(Records contained in a dataset)
++++++++++

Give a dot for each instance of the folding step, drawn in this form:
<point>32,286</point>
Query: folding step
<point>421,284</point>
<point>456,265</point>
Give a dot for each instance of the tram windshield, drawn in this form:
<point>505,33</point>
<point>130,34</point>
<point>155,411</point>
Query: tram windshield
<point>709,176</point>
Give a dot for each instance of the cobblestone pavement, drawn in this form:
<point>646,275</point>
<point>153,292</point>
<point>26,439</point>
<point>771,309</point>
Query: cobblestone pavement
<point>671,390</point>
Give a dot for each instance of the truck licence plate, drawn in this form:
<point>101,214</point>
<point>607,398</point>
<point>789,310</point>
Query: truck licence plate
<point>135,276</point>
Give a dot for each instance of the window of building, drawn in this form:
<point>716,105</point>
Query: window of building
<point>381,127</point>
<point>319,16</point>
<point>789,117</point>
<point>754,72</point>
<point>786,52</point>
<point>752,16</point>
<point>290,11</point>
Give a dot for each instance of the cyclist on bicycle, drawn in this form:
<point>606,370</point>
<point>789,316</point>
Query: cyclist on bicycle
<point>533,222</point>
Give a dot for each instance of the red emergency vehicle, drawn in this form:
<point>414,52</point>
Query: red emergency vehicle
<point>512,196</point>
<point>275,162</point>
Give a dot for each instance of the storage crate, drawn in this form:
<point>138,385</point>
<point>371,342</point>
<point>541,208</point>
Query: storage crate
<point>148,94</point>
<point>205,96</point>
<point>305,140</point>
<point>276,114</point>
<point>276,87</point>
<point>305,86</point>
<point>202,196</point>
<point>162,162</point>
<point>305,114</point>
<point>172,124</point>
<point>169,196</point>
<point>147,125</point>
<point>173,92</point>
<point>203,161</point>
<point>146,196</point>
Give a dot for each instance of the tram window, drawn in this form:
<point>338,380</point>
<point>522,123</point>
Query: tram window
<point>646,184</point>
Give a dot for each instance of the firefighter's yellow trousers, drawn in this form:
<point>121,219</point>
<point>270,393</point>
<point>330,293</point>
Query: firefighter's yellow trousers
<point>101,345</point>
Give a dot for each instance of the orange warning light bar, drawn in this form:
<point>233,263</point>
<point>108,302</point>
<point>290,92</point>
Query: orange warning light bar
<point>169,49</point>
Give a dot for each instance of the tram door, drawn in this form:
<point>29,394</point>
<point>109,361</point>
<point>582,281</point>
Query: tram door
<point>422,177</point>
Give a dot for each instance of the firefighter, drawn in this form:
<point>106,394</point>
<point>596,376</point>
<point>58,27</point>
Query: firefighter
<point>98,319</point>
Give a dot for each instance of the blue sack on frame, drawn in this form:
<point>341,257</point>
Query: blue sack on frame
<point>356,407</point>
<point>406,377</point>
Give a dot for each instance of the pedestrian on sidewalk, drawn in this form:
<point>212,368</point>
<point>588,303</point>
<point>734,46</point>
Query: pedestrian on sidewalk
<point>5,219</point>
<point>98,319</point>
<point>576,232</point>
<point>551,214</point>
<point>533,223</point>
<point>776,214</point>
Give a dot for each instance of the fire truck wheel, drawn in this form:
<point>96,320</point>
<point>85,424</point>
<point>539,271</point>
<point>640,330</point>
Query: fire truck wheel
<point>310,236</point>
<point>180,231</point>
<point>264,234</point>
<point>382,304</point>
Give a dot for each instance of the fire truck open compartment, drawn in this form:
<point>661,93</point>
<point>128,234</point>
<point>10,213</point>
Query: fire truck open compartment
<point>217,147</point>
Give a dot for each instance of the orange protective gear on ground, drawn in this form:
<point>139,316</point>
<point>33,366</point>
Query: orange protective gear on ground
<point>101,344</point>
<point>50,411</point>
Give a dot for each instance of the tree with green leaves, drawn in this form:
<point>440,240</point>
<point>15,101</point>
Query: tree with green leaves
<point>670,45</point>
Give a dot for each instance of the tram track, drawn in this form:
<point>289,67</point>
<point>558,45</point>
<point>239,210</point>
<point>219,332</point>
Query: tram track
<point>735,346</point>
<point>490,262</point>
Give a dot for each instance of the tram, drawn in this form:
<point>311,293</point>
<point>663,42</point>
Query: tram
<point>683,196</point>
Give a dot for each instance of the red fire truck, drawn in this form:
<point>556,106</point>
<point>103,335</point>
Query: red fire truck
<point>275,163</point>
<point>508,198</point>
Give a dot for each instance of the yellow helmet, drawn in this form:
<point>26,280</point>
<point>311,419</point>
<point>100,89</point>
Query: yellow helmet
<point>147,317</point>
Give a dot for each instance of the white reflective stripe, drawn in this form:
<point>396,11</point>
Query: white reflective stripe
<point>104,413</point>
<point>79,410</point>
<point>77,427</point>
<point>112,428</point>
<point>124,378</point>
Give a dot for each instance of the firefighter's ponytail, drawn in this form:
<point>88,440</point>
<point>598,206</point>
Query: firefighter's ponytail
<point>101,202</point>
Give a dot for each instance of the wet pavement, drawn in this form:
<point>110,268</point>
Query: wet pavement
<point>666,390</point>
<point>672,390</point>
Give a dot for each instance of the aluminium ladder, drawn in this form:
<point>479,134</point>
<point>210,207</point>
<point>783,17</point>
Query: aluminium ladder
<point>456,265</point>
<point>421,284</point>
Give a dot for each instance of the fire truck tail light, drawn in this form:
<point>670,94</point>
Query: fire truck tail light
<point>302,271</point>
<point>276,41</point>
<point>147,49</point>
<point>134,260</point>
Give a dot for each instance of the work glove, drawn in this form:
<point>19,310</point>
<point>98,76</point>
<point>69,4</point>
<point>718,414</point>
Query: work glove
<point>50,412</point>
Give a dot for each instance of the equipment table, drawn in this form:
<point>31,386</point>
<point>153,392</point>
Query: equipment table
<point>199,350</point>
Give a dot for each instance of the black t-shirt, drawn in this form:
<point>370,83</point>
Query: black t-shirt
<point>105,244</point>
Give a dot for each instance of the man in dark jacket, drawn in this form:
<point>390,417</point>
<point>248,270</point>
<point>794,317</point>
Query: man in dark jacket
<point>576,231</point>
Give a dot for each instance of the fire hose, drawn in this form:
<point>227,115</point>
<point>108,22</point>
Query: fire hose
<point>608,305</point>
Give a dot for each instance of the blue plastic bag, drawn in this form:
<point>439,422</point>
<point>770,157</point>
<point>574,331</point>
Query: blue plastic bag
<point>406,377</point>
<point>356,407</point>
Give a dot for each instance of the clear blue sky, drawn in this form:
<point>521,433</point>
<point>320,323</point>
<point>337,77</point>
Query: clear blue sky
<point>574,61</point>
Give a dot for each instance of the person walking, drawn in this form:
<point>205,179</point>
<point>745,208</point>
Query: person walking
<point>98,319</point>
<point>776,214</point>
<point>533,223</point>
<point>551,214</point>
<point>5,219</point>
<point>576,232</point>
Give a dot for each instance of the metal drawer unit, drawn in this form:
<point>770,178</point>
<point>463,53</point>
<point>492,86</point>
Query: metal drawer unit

++++++++++

Repeat the entries verbatim through the line with "Give a dot for each instance of the cobblestone".

ANSWER TO THIS PROBLEM:
Give a dot for each instance of the folding step, drawn in this form:
<point>32,286</point>
Query: folding step
<point>421,284</point>
<point>456,265</point>
Give a dot for each instance of the tram windshield, drawn in this form:
<point>505,33</point>
<point>130,34</point>
<point>155,411</point>
Query: tram windshield
<point>709,176</point>
Give a dot for each instance of the cobblestone pavement, drawn in this form:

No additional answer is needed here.